JOB: State how many of the lines below contain the word "positive". Give only the number.

─── INFORMATION ───

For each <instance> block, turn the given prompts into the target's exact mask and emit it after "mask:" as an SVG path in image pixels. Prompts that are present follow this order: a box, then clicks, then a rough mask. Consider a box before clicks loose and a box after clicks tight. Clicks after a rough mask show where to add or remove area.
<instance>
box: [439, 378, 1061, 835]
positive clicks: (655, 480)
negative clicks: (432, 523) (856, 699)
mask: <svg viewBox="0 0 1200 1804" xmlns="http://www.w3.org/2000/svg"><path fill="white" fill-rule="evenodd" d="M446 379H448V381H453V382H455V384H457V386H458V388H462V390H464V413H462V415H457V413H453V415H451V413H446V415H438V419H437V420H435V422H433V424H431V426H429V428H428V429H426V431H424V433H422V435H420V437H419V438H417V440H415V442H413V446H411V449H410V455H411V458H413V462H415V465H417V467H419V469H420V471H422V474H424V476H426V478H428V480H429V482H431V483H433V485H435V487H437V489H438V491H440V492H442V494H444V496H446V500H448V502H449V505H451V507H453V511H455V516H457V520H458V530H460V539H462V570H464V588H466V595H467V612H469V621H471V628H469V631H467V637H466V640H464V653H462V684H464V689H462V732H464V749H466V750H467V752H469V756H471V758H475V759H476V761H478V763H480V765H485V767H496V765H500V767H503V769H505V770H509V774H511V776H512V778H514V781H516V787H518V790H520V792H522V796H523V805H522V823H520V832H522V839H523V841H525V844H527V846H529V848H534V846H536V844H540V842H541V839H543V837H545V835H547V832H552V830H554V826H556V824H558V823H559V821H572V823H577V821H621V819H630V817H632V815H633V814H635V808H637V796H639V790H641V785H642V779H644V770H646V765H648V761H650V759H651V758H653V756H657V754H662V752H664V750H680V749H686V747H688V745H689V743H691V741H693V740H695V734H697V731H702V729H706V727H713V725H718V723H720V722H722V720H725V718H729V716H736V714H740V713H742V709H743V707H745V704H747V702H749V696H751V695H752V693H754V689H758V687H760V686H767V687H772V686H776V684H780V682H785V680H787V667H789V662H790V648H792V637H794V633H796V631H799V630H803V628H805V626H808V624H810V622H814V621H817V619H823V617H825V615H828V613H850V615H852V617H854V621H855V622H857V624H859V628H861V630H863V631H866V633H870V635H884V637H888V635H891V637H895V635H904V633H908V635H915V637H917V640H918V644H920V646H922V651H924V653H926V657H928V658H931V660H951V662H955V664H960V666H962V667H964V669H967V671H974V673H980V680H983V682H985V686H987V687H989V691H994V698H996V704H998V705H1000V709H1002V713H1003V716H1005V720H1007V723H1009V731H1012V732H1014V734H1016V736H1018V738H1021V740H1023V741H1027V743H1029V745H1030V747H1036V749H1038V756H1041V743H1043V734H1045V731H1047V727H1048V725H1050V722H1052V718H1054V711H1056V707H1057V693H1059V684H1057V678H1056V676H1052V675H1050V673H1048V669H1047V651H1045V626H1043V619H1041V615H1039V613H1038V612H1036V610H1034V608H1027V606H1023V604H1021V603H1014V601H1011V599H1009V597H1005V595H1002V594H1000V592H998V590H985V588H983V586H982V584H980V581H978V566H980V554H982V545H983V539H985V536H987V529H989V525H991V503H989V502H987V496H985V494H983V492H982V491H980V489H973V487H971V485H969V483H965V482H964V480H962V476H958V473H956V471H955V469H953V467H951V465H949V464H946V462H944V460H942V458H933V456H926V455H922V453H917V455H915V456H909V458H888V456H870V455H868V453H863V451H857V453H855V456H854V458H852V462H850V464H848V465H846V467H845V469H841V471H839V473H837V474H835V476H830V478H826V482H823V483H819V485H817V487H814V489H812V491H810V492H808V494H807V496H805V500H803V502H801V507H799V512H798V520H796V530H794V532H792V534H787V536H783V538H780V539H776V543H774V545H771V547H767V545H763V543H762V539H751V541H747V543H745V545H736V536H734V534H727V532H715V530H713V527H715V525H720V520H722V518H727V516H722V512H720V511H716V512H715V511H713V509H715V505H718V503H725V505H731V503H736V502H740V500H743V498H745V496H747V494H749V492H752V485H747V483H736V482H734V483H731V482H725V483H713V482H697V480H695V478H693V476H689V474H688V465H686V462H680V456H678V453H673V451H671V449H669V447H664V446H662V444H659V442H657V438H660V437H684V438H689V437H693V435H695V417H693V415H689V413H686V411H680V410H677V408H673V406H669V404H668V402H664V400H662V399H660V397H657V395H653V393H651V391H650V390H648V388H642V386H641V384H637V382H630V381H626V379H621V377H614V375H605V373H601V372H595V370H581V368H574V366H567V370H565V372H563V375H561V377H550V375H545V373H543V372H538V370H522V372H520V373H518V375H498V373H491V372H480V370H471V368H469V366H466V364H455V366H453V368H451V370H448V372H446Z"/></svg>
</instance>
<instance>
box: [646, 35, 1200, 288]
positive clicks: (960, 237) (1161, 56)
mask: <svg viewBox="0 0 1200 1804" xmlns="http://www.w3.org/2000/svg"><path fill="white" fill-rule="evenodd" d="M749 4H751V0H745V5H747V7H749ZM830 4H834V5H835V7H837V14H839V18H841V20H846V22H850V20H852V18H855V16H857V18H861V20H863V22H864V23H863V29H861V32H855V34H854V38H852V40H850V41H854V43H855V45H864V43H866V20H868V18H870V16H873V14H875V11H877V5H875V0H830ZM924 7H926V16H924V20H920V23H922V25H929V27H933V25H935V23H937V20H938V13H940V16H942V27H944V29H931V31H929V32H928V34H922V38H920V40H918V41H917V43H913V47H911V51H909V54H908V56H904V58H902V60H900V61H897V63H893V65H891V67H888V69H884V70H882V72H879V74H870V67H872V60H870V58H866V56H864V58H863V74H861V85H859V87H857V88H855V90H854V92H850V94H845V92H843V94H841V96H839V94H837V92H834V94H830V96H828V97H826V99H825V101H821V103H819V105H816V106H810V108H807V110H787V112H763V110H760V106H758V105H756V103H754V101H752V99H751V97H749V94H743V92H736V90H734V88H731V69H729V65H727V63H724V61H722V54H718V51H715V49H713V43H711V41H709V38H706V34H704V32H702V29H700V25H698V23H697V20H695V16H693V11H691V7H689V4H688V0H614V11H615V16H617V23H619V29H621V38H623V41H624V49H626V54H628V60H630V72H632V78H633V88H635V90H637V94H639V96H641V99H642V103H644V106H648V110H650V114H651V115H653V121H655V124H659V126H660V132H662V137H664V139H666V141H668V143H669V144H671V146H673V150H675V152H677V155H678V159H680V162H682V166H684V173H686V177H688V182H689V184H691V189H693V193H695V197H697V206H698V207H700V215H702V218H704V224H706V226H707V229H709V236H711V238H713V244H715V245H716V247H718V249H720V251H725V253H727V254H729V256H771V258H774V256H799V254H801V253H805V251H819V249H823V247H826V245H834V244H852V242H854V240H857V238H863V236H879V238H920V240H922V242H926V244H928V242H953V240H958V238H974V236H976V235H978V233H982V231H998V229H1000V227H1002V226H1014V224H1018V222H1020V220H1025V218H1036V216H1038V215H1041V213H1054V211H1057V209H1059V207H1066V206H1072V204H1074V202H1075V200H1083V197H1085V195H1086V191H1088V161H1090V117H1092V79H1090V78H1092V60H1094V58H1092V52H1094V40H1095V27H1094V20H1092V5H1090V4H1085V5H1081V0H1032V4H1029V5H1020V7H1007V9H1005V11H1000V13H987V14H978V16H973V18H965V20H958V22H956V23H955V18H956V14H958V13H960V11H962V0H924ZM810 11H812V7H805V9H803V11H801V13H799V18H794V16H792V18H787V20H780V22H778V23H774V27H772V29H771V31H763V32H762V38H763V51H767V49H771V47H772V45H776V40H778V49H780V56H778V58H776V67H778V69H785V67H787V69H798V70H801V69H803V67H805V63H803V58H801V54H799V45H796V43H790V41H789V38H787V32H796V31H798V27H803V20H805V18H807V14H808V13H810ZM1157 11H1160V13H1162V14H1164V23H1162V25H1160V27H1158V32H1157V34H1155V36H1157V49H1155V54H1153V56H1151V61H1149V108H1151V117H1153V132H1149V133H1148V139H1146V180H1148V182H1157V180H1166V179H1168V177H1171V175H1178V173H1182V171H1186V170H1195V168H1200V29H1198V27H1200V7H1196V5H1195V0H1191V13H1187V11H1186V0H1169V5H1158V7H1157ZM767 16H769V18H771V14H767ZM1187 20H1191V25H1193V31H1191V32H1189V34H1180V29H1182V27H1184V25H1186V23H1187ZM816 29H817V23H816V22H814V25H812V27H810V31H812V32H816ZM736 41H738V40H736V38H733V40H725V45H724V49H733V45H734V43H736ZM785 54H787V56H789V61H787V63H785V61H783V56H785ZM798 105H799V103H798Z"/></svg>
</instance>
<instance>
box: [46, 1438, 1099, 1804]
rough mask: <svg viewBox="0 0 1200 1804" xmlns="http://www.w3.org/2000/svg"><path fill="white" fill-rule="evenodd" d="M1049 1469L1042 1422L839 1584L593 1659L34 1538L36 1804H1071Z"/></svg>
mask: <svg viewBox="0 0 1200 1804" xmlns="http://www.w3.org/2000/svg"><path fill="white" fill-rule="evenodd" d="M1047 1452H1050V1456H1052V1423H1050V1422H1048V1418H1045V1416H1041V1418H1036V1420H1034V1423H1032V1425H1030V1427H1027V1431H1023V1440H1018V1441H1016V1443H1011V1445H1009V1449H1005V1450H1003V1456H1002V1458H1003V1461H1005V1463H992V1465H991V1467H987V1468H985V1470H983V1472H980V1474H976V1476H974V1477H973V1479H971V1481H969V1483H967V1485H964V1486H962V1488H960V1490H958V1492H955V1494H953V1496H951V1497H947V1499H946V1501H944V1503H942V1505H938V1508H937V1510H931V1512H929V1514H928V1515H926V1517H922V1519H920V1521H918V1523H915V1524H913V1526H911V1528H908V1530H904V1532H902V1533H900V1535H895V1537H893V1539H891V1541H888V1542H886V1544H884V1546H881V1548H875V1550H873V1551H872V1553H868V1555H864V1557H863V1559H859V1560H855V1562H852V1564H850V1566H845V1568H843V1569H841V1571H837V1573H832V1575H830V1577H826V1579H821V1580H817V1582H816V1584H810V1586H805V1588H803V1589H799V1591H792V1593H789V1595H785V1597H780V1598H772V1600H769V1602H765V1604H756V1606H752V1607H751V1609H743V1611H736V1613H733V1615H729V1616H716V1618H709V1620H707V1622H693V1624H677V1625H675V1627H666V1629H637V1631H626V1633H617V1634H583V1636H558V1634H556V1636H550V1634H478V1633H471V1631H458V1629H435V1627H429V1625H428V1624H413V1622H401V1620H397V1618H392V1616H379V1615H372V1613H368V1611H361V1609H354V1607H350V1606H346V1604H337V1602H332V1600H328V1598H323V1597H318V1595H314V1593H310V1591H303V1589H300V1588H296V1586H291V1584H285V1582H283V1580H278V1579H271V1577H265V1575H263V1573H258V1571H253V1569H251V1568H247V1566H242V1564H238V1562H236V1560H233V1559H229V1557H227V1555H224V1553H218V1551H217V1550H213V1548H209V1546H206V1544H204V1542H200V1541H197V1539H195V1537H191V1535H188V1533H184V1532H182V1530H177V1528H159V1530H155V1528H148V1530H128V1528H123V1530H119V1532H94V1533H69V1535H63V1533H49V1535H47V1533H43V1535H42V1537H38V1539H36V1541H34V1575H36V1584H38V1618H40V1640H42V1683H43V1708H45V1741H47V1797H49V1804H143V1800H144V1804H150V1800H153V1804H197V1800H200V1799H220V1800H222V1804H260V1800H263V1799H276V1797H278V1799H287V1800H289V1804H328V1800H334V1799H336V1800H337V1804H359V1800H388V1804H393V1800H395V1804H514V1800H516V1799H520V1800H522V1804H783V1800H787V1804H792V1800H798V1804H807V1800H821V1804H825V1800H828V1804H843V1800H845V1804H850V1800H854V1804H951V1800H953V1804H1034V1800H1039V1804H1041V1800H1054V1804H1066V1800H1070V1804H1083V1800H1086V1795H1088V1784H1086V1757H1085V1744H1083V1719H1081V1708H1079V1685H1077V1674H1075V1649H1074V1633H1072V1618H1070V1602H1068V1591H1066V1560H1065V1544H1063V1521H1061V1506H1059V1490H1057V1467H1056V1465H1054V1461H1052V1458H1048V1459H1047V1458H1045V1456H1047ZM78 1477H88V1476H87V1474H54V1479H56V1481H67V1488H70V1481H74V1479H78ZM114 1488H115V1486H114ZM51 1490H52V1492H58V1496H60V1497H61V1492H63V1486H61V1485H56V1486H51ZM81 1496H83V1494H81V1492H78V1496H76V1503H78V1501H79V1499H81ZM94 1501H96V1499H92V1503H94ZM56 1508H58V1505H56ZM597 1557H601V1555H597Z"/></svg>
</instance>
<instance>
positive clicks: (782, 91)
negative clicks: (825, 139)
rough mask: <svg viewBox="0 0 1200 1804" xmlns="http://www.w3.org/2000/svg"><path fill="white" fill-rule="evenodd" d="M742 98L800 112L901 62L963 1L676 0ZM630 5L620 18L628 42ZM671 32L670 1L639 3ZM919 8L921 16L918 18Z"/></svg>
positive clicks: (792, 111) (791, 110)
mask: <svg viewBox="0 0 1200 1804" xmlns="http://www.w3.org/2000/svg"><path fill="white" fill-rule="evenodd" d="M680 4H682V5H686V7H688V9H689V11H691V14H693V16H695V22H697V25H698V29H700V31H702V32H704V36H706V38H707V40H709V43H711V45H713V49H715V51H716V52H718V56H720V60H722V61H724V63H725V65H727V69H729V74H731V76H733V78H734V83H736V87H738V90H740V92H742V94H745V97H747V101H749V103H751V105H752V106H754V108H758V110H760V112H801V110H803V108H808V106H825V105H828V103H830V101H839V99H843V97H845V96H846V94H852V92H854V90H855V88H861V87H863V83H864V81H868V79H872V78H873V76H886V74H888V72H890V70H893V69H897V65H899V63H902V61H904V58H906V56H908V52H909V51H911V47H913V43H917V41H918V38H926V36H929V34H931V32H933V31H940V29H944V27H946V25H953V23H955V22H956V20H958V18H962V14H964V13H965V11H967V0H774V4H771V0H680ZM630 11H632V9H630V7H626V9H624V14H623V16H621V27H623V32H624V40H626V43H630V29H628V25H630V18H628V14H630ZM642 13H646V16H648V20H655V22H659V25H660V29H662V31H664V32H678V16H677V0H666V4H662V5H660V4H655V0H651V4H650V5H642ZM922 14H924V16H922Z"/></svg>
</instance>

───

RESULT OF THE EXERCISE: 4